CONSIGNE A
Reproduisez sans rien changer le passage de l'extrait sur le premier film d'Atiq Rahimi qui commence par les mots « Le premier film » et se termine par « racines si profondes. ».

EXTRAIT CHOISI
Le premier film de fiction d'Atiq Rahimi est empreint d'une majesté qui rend justice à un pays magnifique, l'Afghanistan, peuplé d'habitants prudes et vaillants, ordonné par des rites d'une élégante rigueur, mais où l'on ne doit pas rigoler tous les jours. Après vingt-cinq ans de guerres continues, il n'est guère étonnant de voir arriver ce film hanté par les souffrances des combats et les fantômes des disparus. La splendeur formelle pourrait surprendre : elle n'est pourtant pas une esthétisation de la guerre, mais le signe des retrouvailles sentimentales, d'une sensualité topographique, d'un homme longtemps tenu éloigné d'un pays aux racines si profondes.

CONSIGNE B
Transcrivez à l'identique les lignes des enregistrements, de la première jusqu'à celle qui contient « <point>378,707</point> », cette dernière comprise.

DONNÉES DE LA TÂCHE
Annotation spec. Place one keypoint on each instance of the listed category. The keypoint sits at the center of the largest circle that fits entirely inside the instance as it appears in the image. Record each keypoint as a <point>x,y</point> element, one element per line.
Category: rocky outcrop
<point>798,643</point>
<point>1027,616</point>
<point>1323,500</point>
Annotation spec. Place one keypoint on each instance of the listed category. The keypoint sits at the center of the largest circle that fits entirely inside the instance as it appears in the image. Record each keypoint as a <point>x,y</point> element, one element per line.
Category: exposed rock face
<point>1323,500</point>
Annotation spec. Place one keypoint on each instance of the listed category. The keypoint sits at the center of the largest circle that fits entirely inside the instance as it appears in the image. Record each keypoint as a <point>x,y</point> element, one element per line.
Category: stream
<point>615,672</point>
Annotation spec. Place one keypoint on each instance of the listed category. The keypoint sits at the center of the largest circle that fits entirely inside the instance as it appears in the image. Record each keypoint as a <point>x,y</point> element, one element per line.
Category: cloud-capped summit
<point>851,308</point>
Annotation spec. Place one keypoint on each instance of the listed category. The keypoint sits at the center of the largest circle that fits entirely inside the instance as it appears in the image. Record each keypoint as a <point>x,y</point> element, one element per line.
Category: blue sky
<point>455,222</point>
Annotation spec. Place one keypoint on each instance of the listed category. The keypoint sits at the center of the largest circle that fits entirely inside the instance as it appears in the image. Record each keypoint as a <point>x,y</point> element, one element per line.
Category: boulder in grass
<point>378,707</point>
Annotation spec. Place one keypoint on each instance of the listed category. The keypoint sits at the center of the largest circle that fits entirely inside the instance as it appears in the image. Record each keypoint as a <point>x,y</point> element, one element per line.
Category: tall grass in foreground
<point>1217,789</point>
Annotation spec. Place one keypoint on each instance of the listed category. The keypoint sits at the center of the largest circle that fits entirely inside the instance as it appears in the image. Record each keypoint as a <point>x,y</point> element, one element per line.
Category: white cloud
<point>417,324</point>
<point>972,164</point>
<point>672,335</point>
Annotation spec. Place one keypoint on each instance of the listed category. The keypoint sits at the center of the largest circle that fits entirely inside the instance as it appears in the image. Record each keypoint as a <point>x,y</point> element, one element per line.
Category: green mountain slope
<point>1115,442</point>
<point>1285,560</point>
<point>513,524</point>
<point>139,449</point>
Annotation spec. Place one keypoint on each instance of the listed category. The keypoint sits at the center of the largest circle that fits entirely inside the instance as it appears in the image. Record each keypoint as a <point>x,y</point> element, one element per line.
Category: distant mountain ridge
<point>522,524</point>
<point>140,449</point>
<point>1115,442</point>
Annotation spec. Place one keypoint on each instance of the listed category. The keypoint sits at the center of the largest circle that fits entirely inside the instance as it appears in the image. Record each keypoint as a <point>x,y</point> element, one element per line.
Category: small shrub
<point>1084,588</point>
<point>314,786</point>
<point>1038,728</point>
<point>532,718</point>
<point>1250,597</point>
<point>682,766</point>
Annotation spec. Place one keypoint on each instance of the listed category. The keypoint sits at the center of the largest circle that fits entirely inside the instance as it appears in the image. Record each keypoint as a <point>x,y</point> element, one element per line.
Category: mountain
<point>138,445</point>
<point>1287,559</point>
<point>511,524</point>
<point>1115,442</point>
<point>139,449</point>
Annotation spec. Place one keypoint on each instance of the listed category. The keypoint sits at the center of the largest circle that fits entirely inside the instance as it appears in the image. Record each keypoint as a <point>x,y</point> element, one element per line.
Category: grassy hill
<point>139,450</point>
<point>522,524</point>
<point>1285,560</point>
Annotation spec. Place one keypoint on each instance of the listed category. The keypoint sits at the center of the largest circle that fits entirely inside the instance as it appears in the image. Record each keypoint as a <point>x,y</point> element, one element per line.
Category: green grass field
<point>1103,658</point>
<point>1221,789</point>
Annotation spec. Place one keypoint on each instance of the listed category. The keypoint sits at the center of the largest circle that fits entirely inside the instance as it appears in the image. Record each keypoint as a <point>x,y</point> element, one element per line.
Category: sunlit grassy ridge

SOLUTION A
Le premier film de fiction d'Atiq Rahimi est empreint d'une majesté qui rend justice à un pays magnifique, l'Afghanistan, peuplé d'habitants prudes et vaillants, ordonné par des rites d'une élégante rigueur, mais où l'on ne doit pas rigoler tous les jours. Après vingt-cinq ans de guerres continues, il n'est guère étonnant de voir arriver ce film hanté par les souffrances des combats et les fantômes des disparus. La splendeur formelle pourrait surprendre : elle n'est pourtant pas une esthétisation de la guerre, mais le signe des retrouvailles sentimentales, d'une sensualité topographique, d'un homme longtemps tenu éloigné d'un pays aux racines si profondes.

SOLUTION B
Annotation spec. Place one keypoint on each instance of the listed category. The keypoint sits at the center of the largest circle that fits entirely inside the instance as it appears in the image. Record each keypoint as a <point>x,y</point> element, one element per line.
Category: rocky outcrop
<point>798,643</point>
<point>1027,616</point>
<point>1323,500</point>
Annotation spec. Place one keypoint on each instance of the listed category. The keypoint sits at the center of the largest circle that fits entirely inside the instance as it appears in the image. Record each keypoint as a <point>x,y</point> element, one element per line.
Category: exposed rock face
<point>1323,500</point>
Annotation spec. Place one keypoint on each instance of the listed category. The keypoint sits at the center of the largest circle that fits entirely inside the instance as it appears in the image. Record each keypoint as a <point>x,y</point> element, one element per line.
Category: stream
<point>615,672</point>
Annotation spec. Place one keypoint on each instance of the listed category. The keypoint sits at the center of the largest circle that fits entirely inside the instance as it appears in the image. Record each keypoint as a <point>x,y</point> element, one element per line.
Category: cloud-capped summit
<point>851,308</point>
Annotation spec. Place one keypoint on each instance of the listed category. The keypoint sits at the center of the largest circle that fits entirely inside the instance as it appears in the image. Record each keypoint as a <point>x,y</point> element, one element per line.
Category: blue sky
<point>455,222</point>
Annotation spec. Place one keypoint on each instance of the listed category. The keypoint sits at the center of the largest circle that fits entirely inside the instance as it appears in the image. Record each keypoint as a <point>x,y</point> element, one element per line.
Category: boulder in grass
<point>378,707</point>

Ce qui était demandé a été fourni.